• Problem details
Write out each entry, exactly the way it appears.

(Collected data)
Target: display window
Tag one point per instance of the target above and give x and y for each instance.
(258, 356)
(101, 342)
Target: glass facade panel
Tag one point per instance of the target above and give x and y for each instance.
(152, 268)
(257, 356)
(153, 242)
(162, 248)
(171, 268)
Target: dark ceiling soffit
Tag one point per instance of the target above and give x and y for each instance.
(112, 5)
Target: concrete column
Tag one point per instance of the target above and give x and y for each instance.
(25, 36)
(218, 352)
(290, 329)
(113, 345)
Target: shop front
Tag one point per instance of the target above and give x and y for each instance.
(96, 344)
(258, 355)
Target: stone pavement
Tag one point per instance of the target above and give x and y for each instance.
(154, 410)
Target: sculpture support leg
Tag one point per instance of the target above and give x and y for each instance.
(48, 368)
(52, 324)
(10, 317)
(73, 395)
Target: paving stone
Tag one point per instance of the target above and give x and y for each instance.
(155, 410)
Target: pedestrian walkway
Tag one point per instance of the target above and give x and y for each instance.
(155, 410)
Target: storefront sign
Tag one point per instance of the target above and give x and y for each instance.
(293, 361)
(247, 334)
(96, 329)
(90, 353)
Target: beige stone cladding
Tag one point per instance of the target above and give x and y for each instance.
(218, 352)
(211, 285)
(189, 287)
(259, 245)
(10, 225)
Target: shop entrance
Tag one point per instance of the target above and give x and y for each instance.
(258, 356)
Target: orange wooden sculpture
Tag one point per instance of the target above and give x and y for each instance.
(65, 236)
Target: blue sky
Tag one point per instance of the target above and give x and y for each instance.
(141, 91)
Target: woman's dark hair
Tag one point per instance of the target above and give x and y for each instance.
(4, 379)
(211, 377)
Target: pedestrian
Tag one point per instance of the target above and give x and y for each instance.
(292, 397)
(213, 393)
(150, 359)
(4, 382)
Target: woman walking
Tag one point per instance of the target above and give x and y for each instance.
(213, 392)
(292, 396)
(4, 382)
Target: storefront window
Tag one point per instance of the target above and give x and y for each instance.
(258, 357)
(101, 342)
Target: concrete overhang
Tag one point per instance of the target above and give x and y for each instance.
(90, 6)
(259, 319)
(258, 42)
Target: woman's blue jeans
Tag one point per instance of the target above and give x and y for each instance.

• The solution
Target: display window
Tag one point per instance of the target above and give x and y for each instance.
(258, 356)
(101, 342)
Target: glass facade panel
Tag one point per instance of the target above and give x and y for each instance.
(152, 268)
(257, 356)
(153, 242)
(162, 248)
(171, 268)
Target: dark ceiling soffit
Tag one point per instance of the target above and give x and y for each instance.
(112, 5)
Target: concrete column
Tag one point per instance of the target above and give x and y for each instance.
(25, 36)
(218, 352)
(290, 329)
(113, 345)
Target: shop front
Tag one point per instance of the target above and give x and y for each instance.
(96, 344)
(258, 355)
Target: stone pavement
Tag one point per instance of the target above and give x and y for each instance.
(154, 410)
Target: sculpture support leg
Tag one point per instance of the target above and give x and y for each instance.
(48, 368)
(52, 324)
(10, 317)
(73, 395)
Target: paving stone
Tag one point per instance of the target above and give x and y for each instance.
(155, 410)
Target: pedestrian walkway
Tag one point per instance of the target above and give x and y for each instance.
(155, 410)
Target: storefront sign
Tag one point per instance of the target above and give x and y for each instance.
(293, 361)
(247, 334)
(96, 329)
(90, 353)
Target: beige stone cladding
Tag one point per instance of the target above and give x and y for each instance.
(218, 352)
(211, 285)
(189, 287)
(259, 245)
(10, 225)
Target: shop entrance
Tag one point per instance of the target above and give x and y for each instance.
(258, 356)
Target: orange wooden sculpture
Tag one point per instance of the target above and give x and y for each instance.
(65, 236)
Target: blue sky
Tag one point per instance of the target above and give x and y for each instance.
(141, 91)
Target: woman's dark hair
Tag one point per instance of the target above and give x and y for each instance.
(4, 379)
(211, 377)
Target: pedestrian
Tag one point per instance of the target above and give x and y for each instance.
(292, 397)
(213, 393)
(150, 359)
(4, 382)
Target: woman walking
Tag one point per instance of the target above and give x and y for each instance.
(213, 392)
(292, 396)
(4, 382)
Target: storefront window
Tag one point per instance of the target above and give x and y for each instance.
(258, 357)
(101, 342)
Target: concrete overhang
Tag one point per instance of the target above and give x and y for each instance.
(90, 6)
(259, 319)
(258, 42)
Target: woman's blue jeans
Tag one point per instance of the target above and give x and y for each instance.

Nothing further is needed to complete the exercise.